## Information provided

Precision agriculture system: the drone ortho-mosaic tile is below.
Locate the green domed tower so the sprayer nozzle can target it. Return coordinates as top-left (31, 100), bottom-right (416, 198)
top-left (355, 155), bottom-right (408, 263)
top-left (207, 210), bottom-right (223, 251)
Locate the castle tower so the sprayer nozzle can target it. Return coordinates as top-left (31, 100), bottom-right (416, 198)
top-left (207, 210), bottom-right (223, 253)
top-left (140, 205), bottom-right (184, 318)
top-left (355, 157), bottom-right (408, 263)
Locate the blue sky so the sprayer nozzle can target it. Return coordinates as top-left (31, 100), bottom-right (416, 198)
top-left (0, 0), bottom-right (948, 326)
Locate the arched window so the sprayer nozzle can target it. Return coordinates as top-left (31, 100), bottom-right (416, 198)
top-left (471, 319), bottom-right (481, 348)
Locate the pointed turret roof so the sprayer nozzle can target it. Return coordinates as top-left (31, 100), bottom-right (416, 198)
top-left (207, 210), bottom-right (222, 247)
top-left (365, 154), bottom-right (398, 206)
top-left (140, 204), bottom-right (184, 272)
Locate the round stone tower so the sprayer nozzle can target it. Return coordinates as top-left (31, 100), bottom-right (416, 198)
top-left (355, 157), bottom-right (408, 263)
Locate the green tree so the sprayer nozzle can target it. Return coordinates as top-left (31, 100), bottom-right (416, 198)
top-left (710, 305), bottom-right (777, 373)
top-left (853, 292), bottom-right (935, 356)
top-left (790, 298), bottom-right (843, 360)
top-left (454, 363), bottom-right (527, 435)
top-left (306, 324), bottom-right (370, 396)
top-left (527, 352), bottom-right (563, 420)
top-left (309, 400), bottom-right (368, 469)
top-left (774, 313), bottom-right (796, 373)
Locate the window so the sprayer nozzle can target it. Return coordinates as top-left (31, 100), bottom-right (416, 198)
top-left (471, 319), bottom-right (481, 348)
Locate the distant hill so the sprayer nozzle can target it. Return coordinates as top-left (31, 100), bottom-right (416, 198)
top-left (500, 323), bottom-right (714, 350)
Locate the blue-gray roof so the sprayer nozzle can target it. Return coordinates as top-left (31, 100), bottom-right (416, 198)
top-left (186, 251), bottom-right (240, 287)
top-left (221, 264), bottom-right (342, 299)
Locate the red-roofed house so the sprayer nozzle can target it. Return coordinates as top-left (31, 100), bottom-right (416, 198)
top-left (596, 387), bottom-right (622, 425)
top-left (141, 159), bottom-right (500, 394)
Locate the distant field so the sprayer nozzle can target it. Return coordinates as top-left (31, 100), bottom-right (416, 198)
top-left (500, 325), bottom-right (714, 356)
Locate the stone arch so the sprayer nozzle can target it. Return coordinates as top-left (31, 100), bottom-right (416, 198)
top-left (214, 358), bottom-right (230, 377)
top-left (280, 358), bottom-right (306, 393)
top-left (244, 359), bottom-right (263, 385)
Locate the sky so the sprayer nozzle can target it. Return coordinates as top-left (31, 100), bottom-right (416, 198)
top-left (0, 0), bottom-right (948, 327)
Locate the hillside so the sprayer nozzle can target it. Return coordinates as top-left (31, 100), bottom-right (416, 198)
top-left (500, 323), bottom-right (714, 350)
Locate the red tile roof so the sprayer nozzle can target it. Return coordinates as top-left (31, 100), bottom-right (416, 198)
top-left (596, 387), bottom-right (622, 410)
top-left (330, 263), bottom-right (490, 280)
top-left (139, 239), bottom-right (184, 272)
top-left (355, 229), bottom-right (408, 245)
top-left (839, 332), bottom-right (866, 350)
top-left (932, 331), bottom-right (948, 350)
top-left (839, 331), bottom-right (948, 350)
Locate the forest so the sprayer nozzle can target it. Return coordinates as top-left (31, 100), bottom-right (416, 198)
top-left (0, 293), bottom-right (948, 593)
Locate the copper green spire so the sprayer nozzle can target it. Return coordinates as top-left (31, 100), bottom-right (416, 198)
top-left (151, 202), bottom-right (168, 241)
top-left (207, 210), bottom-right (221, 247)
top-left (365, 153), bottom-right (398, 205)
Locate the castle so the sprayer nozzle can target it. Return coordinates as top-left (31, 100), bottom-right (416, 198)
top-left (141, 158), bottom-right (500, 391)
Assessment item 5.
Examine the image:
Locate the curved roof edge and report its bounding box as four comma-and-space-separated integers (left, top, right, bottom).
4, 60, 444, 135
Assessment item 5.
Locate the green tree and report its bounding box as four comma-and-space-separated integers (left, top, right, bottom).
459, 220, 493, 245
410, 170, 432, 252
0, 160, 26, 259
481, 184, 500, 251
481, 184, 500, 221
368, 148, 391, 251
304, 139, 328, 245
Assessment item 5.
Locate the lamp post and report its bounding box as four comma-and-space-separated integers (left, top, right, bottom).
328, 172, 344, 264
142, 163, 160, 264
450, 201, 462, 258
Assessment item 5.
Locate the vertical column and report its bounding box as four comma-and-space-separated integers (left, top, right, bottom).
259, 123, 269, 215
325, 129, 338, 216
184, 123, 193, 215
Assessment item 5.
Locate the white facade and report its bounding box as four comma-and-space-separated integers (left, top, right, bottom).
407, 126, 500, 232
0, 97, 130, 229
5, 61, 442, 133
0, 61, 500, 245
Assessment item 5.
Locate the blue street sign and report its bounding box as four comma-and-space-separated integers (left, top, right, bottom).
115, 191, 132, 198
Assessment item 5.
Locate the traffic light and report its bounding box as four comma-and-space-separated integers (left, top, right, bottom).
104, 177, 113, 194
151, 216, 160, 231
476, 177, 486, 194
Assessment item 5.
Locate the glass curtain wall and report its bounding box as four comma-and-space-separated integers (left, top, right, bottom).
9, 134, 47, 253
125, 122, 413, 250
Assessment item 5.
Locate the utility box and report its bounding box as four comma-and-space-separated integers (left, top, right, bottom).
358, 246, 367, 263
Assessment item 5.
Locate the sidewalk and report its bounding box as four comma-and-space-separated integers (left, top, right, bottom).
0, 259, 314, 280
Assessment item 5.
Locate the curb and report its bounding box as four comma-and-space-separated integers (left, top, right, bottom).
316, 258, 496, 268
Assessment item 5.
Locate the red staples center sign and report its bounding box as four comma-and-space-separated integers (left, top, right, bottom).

## Problem details
Rewrite everything from the line containing "Locate the pointed" down to the line containing "top-left (221, 264), bottom-right (342, 299)" as a Markdown table with the columns Row and Content. Number each line of this data in Row, put the line itself in Content, and leave out blank lines.

## Task output
| Row | Content |
|---|---|
| 1 | Locate the pointed turret roof so the sprayer nozzle can target it. Return coordinates as top-left (31, 100), bottom-right (416, 198) |
| 2 | top-left (207, 210), bottom-right (222, 247) |
| 3 | top-left (365, 154), bottom-right (398, 206) |
| 4 | top-left (140, 204), bottom-right (184, 272) |
| 5 | Locate the round stone tower so the sprayer nozzle can target it. Return coordinates as top-left (31, 100), bottom-right (416, 198) |
| 6 | top-left (355, 157), bottom-right (408, 263) |
| 7 | Locate the green tree so the sprayer nozzle can target it. Return coordinates as top-left (31, 100), bottom-right (416, 198) |
| 8 | top-left (710, 305), bottom-right (777, 373) |
| 9 | top-left (853, 292), bottom-right (935, 356) |
| 10 | top-left (790, 298), bottom-right (843, 360) |
| 11 | top-left (454, 363), bottom-right (527, 435) |
| 12 | top-left (306, 324), bottom-right (370, 396) |
| 13 | top-left (527, 352), bottom-right (563, 420) |
| 14 | top-left (309, 400), bottom-right (368, 469) |
| 15 | top-left (774, 313), bottom-right (796, 373) |
| 16 | Locate the window so the sprayer nozzle can target it. Return coordinates as top-left (31, 100), bottom-right (416, 198) |
| 17 | top-left (471, 319), bottom-right (481, 348) |
| 18 | Locate the distant hill so the sprayer nozzle can target it. Return coordinates as top-left (31, 100), bottom-right (416, 198) |
| 19 | top-left (500, 323), bottom-right (714, 350) |
| 20 | Locate the blue-gray roof so the sprayer nozzle can target it. Return coordinates as top-left (31, 100), bottom-right (416, 198) |
| 21 | top-left (186, 251), bottom-right (240, 287) |
| 22 | top-left (221, 264), bottom-right (342, 299) |